Lucean le stelle

Dalla pianura di sapore veneziano alle colline di marca slava, risaliamo in camper le valli del Natisone illuminate da due stelle: quella urbanistica di Palmanova e quella architettonica di Cividale.

Indice dell'itinerario

Un buon itinerario di avvicinamento all’estremità nord-orientale del territorio friulano può decisamente partire dall’uscita di Palmanova dell’autostrada Venezia-Trieste: offre un’immediata occasione di visitare la famosa fortezza veneziana costruita alla fine del Cinquecento, quando la città dei dogi volle proteggersi dall’invadente impero austroungarico che, per creare nuove difficoltà alla Serenissima, astutamente favoriva anche le selvagge scorrerie dei pirati dalmati, gli Uscocchi. E nemmeno la battaglia di Lepanto era bastata a dissolvere il pericolo turco proveniente dalla Bosnia.
Si creò dunque l’occasione perfetta per dare corpo a una di quelle città ideali elaborate a tavolino dagli architetti del Rinascimento, in questo caso il veneziano Giulio Savorgnan. Quando si visita l’impressionante geometria stellare di cortine murarie, fossati, sotterranei, angolati baluardi a prova di artiglierie, ci si rende conto che i nove anni impiegati per la sua realizzazione non furono affatto troppi, anche perché si dovette contrastare l’opposizione al progetto da parte dell’Austria che chiese addirittura un arbitrato a papa Clemente VIII (il quale non esitò a dire che i veneziani in casa propria potevano fare ciò che gli pareva). Duecento anni dopo ci avrebbe messo del suo anche Napoleone che, data l’accresciuta gittata delle bocche da fuoco, estese ulteriormente la cerchia delle fortificazioni esterne.

########

• Esercizi da svolgere:
1. Secondo il brano su Palmanova, quanti anni richiese la realizzazione della fortezza?
2. Elenca tutti gli elementi della geometria stellare della fortezza che il brano su Palmanova nomina.
3. Continua il brano su Palmanova a partire dalla sua ultima frase.
Il materiale seguente non ha alcun legame con il brano su Palmanova.

• Sezione dati:
########

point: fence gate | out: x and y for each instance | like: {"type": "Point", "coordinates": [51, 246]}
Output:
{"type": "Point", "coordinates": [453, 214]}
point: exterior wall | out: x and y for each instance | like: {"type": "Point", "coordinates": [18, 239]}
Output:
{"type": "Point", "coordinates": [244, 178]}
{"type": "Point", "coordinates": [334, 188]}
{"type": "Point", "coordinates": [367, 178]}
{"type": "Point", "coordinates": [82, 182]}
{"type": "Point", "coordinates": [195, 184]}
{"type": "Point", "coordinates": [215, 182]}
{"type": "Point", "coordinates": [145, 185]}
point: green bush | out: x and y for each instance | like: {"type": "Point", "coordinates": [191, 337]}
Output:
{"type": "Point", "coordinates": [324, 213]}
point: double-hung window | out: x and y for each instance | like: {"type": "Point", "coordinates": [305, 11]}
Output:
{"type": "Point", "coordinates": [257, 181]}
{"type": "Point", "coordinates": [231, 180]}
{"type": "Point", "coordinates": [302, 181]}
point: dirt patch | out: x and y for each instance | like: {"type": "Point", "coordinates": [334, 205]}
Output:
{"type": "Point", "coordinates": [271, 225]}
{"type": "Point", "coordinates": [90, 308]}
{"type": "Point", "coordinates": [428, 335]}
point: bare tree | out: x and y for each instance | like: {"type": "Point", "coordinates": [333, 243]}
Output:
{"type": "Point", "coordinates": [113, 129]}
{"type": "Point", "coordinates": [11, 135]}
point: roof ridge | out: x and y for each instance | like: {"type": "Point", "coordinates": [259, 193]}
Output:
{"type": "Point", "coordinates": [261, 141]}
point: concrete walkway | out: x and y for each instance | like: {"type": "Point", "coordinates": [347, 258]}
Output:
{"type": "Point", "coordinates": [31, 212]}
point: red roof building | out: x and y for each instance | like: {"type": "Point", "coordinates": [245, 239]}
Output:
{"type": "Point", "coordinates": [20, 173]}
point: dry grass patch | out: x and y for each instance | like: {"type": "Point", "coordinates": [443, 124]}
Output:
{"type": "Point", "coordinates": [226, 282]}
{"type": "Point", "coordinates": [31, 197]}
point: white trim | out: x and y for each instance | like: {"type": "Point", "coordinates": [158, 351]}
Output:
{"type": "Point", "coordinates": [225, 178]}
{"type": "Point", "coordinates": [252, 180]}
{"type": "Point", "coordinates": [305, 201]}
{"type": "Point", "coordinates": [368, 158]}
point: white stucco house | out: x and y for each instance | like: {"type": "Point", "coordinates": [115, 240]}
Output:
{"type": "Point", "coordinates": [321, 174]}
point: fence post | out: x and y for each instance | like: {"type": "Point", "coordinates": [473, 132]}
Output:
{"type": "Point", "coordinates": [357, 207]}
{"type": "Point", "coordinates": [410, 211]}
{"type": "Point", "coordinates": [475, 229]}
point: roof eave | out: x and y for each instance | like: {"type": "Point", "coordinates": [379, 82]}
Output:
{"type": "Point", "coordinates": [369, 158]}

########

• Risposte:
1. Nove anni.

2. Cortine murarie, fossati, sotterranei, angolati baluardi a prova di artiglierie.

3.
La curiosa pianta poligonale di Palmanova ricorre a multipli di tre: tante sono le monumentali porte urbane, esagonale è la vasta piazza cuore della città, raccordata mediante strade radiali ai nove lati della cinta e ad altrettanti bastioni. Su di essa si trovano il Palazzo del Provveditore (attualmente sede comunale), il duomo, la loggia dei Mercanti, il Palazzo del Provveditore alle Armi. Non fu mai realizzata, invece, l’alta torre da cui dirigere le operazioni durante gli assedi, che nel progetto originale era prevista al centro della piazza. A pochi passi da questa, il Civico Museo Storico è ricco di oggetti e documenti utili ad approfondire la storia della città. A Porta Cividale (a breve distanza c’è un comodo parcheggio) si trova il Museo Storico Militare, punto di partenza anche per un itinerario guidato tra le fortificazioni, comprese vie sotterranee e altri percorsi di collegamento invisibili agli assedianti. Ma i bastioni e tutto il resto continuano oggi a disegnare un verde cerchio di valli e colline adatti anche ai picnic o alle esplorazioni in bici.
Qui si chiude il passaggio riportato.